◆ Data ◆
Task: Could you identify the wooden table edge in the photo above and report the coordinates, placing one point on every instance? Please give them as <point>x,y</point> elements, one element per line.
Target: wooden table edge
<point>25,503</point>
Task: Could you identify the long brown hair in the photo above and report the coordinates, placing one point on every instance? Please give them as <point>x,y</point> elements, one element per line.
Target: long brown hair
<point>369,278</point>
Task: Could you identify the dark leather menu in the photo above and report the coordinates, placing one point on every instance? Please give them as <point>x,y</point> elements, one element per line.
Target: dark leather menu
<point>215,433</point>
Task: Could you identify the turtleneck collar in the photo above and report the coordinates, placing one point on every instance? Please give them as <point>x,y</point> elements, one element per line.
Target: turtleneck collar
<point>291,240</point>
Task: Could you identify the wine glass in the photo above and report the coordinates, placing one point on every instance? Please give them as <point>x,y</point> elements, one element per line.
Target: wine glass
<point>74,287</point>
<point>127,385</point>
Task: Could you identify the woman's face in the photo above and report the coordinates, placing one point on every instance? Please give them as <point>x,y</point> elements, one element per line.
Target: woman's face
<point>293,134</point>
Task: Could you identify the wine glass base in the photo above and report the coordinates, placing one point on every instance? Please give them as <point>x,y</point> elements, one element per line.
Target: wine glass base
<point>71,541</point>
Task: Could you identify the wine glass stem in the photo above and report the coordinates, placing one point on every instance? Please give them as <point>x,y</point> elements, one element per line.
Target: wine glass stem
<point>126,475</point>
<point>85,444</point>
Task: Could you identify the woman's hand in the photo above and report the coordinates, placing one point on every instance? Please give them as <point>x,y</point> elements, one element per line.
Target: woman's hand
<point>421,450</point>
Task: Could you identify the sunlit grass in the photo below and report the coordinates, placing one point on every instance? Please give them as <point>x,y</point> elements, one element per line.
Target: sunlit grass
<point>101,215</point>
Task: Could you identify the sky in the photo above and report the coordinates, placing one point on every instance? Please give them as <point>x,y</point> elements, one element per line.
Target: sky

◆ Task description ◆
Would you please copy, word for word, everything above from the line containing "Task: Could you identify the dark" down to the line containing "Task: Could you identify the wine glass stem", those two lines included?

◆ Answer to the problem ◆
Task: Could you identify the dark leather menu in the photo above and report the coordinates, placing one point on every instance? Please give them as <point>x,y</point> elements, one element per line.
Target: dark leather menu
<point>215,433</point>
Task: Could you identify the turtleneck collar in the photo above and report the coordinates, placing one point on every instance? Please give them as <point>x,y</point> elements, one element per line.
Target: turtleneck collar
<point>291,240</point>
Task: Could you identify the wine glass in the photo above and report the coordinates, placing one point on every instance? Please give them as <point>x,y</point> elements, one element per line.
Target: wine glass
<point>74,287</point>
<point>127,385</point>
Task: Could you identify the woman's face in the photo above and report the coordinates, placing one point on every instance? Please give them as <point>x,y</point> elements, one element per line.
Target: woman's face
<point>293,134</point>
Task: Could you identify the wine glass base in the photo above and report the coordinates, placing one point on every instance? Please give them as <point>x,y</point> elements, one element per line.
Target: wine glass base
<point>71,541</point>
Task: Could you identify the wine glass stem in the photo above and report the coordinates, placing one point on every instance? Please give them as <point>x,y</point> elements, one element per line.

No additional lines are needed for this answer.